_Texto fornecido_.
+++++

Existe depois aquele que podemos chamar «o cansaço dos
inimigos». O diabo e os seus sectários não dormem e, uma vez que os seus
ouvidos não suportam a Palavra de Deus, trabalham incansavelmente para a
silenciar ou distorcer. Aqui o cansaço de enfrentá-los é mais árduo.
Não se trata apenas de fazer o bem, com toda a fadiga que isso implica,
mas é preciso também defender o rebanho e defender-se a si mesmo do mal
(cf. Evangelii gaudium, 83). O maligno é mais astuto do que nós e é
capaz de destruir num instante aquilo que construímos pacientemente
durante muito tempo. Aqui é preciso pedir a graça de aprender a
neutralizar: neutralizar o mal, não arrancar a cizânia, não pretender
defender como super-homens aquilo que só o Senhor deve defender. Tudo
isto ajuda a não nos deixar cair os braços à vista da espessura da
iniquidade, frente à zombaria dos malvados. Eis a palavra do Senhor para
estas situações de cansaço: «Tende confiança! Eu já venci o mundo» (Jo
16, 33).
E, por último (para que esta homilia não vos canse!), há
também «o cansaço de nós próprios» (cf. Evangelii gaudium, 277). É
talvez o mais perigoso. Porque os outros dois derivam do facto de
estarmos expostos, de sairmos de nós mesmos para ungir e servir (somos
aqueles que cuidam). Diversamente, este cansaço é mais auto-referencial:
é a desilusão com nós mesmos, mas sem a encararmos de frente, com a
alegria serena de quem se descobre pecador e carecido de perdão; é que,
neste caso, a pessoa pede ajuda e segue em frente. Trata-se do cansaço
que resulta de «querer e não querer», de ter apostado tudo e depois
pôr-se a chorar pelos alhos e as cebolas do Egipto, de jogar com a
ilusão de sermos outra coisa qualquer. Gosto de lhe chamar o cansaço de
«fazer a corte ao mundanismo espiritual». E, quando uma pessoa fica
sozinha, dá-se conta de quantos sectores da vida foram impregnados por
este mundanismo e temos até a impressão de que não há banho que o possa
lavar. Aqui pode haver um cansaço mau. A palavra do Apocalipse
indica-nos a causa deste cansaço: «Tens constância, sofreste por causa
de Mim, sem te cansares. No entanto, tenho uma coisa contra ti:
abandonaste o teu primeiro amor» (2, 3-4). Só o amor dá repouso. Aquilo
que não se ama, cansa; e, com o passar do tempo, torna-se um cansaço
mau.

+++++

[Dados de expressões referenciais]
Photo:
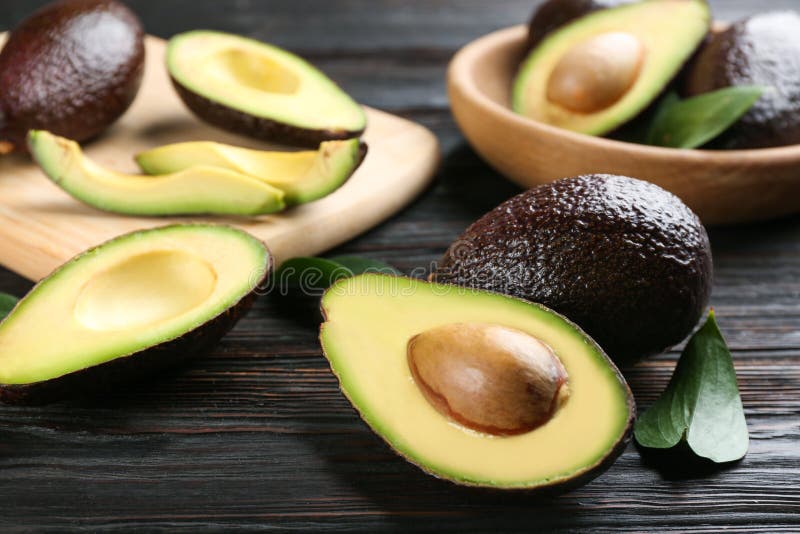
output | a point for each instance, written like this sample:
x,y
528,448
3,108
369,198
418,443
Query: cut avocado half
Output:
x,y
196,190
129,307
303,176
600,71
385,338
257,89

+++++

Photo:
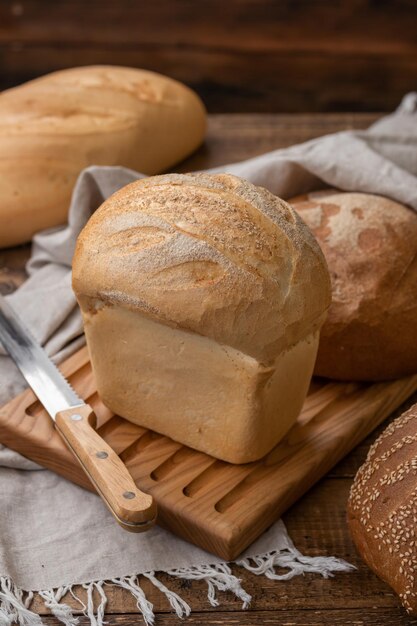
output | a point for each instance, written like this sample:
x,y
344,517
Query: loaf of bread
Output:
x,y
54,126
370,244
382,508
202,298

+++++

_Enunciado da tarefa_. Enumere, pela ordem em que surgem na homilia, todas as referências entre parênteses que remetem para um documento ou para uma passagem bíblica.

_Resolução do exercício_.
1. (cf. Evangelii gaudium, 83)
2. (Jo 16, 33)
3. (cf. Evangelii gaudium, 277)
4. (2, 3-4)